EXTRACT TO READ
================

Reputation: 183
I have millions of fixed-size (100) int arrays. Each array is sorted and has unique elements. For each array, I want to find all arrays which have 70% common elements. Right now I am getting around 1 million comparisons (using Arrays.binarySearch()) per second, which is too slow for us.
Can anyone recommend a better searching algorithm?
Upvotes: 12
Views: 3531
Reputation: 533492
You could try a merge sort ignoring duplicates. This is an O(n) operation for sorted arrays. If the two arrays have 70% elements in common the resulting collection will have 130 or less unique ints. In your case you don't need the result so you can just count the number of unique entries and stop as soon as you reach 131 or the end of both arrays.
EDIT (2) The following code can do ~176 billion comparisions in about 47 seconds using 4 cores. Making the code multi-threaded with 4 cours was only 70% faster.
Using BitSet only works if the range of int values is fairly small. Otherwise you have to compare the int[] (I have left the code in should you need it)
Peformed 176,467,034,428 comparisons in 47.712 seconds and found 444,888 matches
public static void main(String... args) throws InterruptedException {
int length = 100;
int[][] ints = generateArrays(50000, length);
final BitSet[] bitSets = new BitSet[ints.length];
for(int i=0;i<ints.length;i++) {
int[] ia = ints[i];
BitSet bs = new BitSet(ia[ia.length-1]);
for (int i1 : ia)

================

Dataset excerpts on pointing at objects
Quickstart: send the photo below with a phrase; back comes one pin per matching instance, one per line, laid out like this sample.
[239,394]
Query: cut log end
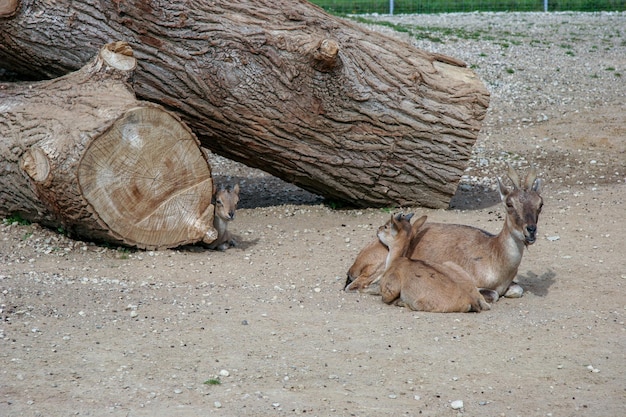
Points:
[8,7]
[147,179]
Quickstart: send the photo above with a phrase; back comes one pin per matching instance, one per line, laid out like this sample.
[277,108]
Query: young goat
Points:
[421,285]
[490,260]
[226,199]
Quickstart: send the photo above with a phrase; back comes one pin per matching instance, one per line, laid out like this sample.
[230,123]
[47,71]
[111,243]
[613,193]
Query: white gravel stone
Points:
[456,405]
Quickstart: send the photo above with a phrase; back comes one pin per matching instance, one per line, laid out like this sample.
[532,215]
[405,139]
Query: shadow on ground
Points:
[537,284]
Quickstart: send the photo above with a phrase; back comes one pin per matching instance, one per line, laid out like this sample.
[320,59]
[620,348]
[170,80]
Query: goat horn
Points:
[530,178]
[514,177]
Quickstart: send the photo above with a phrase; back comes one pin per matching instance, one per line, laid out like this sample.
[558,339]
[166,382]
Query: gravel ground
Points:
[265,328]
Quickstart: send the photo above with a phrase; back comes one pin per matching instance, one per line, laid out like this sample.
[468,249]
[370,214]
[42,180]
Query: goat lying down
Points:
[490,260]
[420,285]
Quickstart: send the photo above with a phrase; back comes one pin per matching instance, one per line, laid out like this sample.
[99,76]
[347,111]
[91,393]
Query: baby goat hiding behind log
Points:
[491,261]
[226,199]
[421,285]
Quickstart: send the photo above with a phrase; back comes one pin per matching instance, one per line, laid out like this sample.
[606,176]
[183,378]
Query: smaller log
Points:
[83,154]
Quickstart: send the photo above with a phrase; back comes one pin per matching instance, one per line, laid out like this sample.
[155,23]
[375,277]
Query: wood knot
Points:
[36,165]
[119,55]
[325,55]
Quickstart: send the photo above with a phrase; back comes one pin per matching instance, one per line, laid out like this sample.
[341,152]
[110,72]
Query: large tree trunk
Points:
[81,153]
[280,85]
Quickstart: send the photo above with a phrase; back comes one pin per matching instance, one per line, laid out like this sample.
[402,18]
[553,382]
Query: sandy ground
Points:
[265,329]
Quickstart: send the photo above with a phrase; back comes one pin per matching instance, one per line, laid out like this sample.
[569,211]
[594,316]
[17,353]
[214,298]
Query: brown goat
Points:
[421,285]
[490,260]
[226,199]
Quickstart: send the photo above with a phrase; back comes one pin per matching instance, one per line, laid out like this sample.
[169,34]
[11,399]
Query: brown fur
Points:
[490,260]
[226,199]
[421,285]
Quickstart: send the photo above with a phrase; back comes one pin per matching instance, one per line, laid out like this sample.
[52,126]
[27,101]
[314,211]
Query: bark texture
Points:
[80,152]
[279,85]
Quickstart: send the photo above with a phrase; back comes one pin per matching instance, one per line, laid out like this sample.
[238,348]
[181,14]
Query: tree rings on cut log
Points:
[148,180]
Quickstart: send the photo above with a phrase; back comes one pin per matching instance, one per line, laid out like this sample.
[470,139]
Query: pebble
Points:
[456,405]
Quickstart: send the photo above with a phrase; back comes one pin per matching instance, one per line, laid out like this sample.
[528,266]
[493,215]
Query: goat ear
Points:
[513,176]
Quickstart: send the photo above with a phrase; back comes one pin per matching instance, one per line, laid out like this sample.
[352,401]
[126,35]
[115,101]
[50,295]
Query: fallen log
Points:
[280,85]
[81,153]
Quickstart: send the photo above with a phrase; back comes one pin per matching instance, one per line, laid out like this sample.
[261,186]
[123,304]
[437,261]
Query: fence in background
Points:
[450,6]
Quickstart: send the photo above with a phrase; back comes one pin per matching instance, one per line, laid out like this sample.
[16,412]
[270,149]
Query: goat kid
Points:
[491,261]
[421,285]
[226,199]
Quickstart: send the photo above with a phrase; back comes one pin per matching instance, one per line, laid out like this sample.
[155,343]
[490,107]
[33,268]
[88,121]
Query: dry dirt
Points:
[90,330]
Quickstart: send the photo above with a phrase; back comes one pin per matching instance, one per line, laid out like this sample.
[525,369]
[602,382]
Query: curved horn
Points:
[530,178]
[514,177]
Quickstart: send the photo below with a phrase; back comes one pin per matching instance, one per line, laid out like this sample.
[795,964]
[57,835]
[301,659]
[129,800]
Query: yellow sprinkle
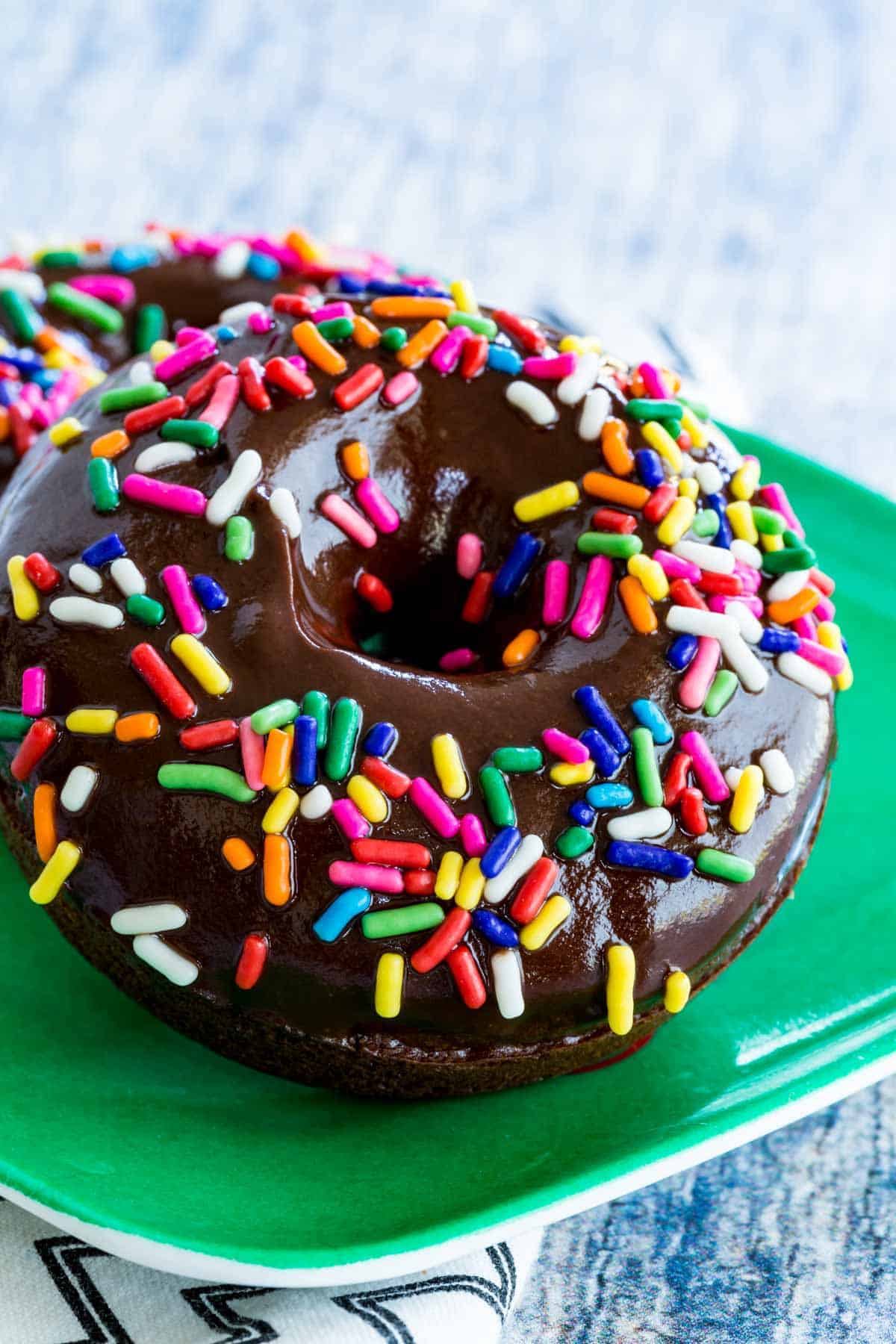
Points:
[746,800]
[449,766]
[66,432]
[742,524]
[92,722]
[202,665]
[390,981]
[65,859]
[470,886]
[26,601]
[280,812]
[676,991]
[676,522]
[620,988]
[650,576]
[370,801]
[662,441]
[568,774]
[554,499]
[548,920]
[449,875]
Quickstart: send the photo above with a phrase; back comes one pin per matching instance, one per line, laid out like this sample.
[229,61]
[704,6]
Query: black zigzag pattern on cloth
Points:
[373,1307]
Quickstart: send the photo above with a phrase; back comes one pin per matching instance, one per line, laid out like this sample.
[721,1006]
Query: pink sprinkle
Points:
[348,520]
[34,692]
[593,603]
[704,766]
[697,679]
[371,875]
[351,821]
[401,388]
[556,591]
[376,507]
[473,838]
[469,554]
[252,747]
[187,609]
[435,811]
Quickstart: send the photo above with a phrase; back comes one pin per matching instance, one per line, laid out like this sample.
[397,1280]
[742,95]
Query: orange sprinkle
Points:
[137,727]
[422,344]
[277,870]
[45,820]
[638,605]
[238,853]
[520,650]
[603,487]
[320,351]
[408,305]
[356,463]
[111,445]
[615,441]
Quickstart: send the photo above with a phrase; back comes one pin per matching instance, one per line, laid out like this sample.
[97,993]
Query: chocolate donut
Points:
[448,702]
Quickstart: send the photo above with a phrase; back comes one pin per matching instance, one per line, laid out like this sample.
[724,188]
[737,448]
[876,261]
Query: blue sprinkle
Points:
[650,858]
[517,564]
[653,718]
[496,930]
[210,591]
[505,843]
[682,652]
[104,551]
[340,913]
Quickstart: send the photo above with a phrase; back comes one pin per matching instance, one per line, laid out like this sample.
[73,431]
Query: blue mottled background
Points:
[726,169]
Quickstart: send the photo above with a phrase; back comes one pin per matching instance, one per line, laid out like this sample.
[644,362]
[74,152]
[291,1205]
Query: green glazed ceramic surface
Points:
[108,1116]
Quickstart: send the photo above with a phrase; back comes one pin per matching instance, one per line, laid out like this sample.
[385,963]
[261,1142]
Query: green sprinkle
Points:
[102,479]
[723,687]
[23,316]
[517,759]
[615,544]
[190,432]
[395,924]
[206,779]
[240,538]
[132,398]
[645,766]
[146,609]
[273,715]
[497,797]
[574,841]
[89,309]
[346,724]
[714,863]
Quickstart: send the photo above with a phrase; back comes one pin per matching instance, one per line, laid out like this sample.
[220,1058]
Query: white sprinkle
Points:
[777,769]
[714,559]
[159,918]
[160,456]
[805,673]
[640,826]
[84,611]
[127,576]
[228,497]
[581,381]
[163,959]
[84,577]
[507,974]
[77,789]
[527,855]
[282,505]
[231,260]
[594,413]
[316,803]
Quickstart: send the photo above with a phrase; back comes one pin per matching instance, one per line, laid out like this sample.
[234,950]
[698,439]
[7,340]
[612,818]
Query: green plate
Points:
[149,1145]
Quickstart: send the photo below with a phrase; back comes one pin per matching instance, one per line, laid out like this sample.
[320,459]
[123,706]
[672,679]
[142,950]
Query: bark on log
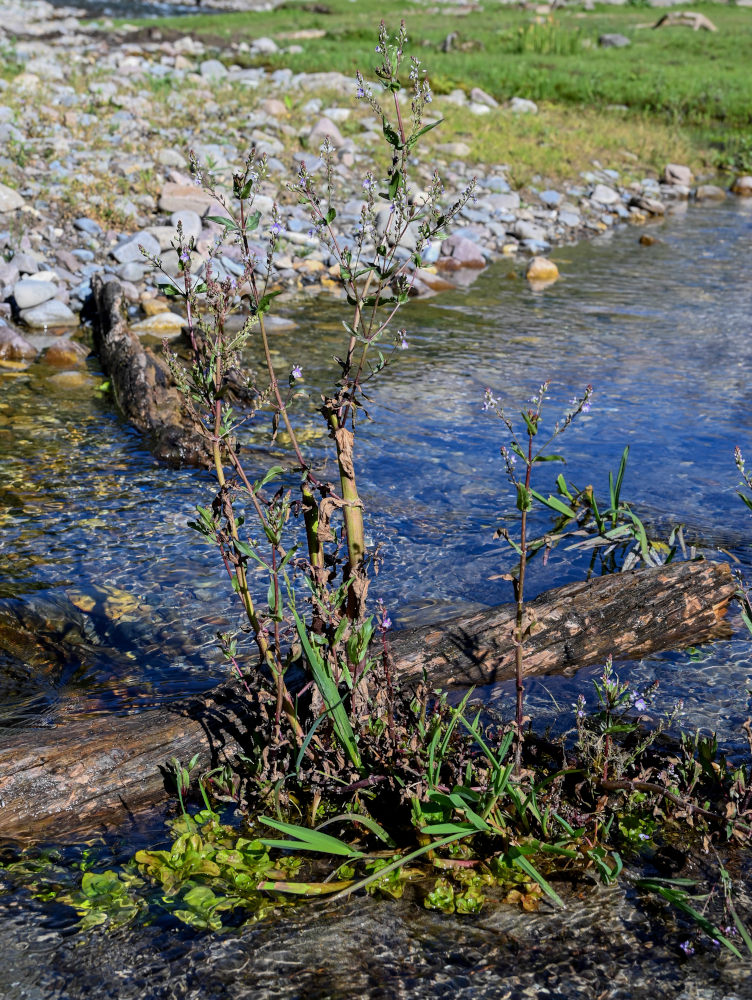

================

DO THIS
Write the next part of the forum thread on finding sorted int arrays that share 70% of their elements, starting right after its final line.

REPLY
bs.set(i1);
bitSets[i] = bs;
}
final AtomicInteger matches = new AtomicInteger();
final AtomicLong comparisons = new AtomicLong();
int nThreads = Runtime.getRuntime().availableProcessors();
ExecutorService executorService = Executors.newFixedThreadPool(nThreads);
long start = System.nanoTime();
for (int i = 0; i < bitSets.length - 1; i++) {
final int finalI = i;
executorService.submit(new Runnable() {
public void run() {
for (int j = finalI + 1; j < bitSets.length; j++) {
int compare = compare(bitSets[finalI], bitSets[j]);
if (compare <= 130)
matches.incrementAndGet();
comparisons.addAndGet(compare);
}
}
});
}
executorService.shutdown();
executorService.awaitTermination(1, TimeUnit.HOURS);
long time = System.nanoTime() - start;
System.out.printf("Peformed %,d comparisons in %.3f seconds and found %,d matches %n",comparisons.longValue(),time/1e9, matches.intValue());
}
private static int[][] generateArrays(int count, int length) {
List<Integer> rawValues = new ArrayList<Integer>(170);
for (int i = 0; i < 170; i++)
rawValues.add(i);
int[][] ints = new int[count][length];
Random rand = new Random(1);
for (int[] ia : ints) {
Collections.shuffle(rawValues, rand);
for (int i = 0; i < ia.length; i++)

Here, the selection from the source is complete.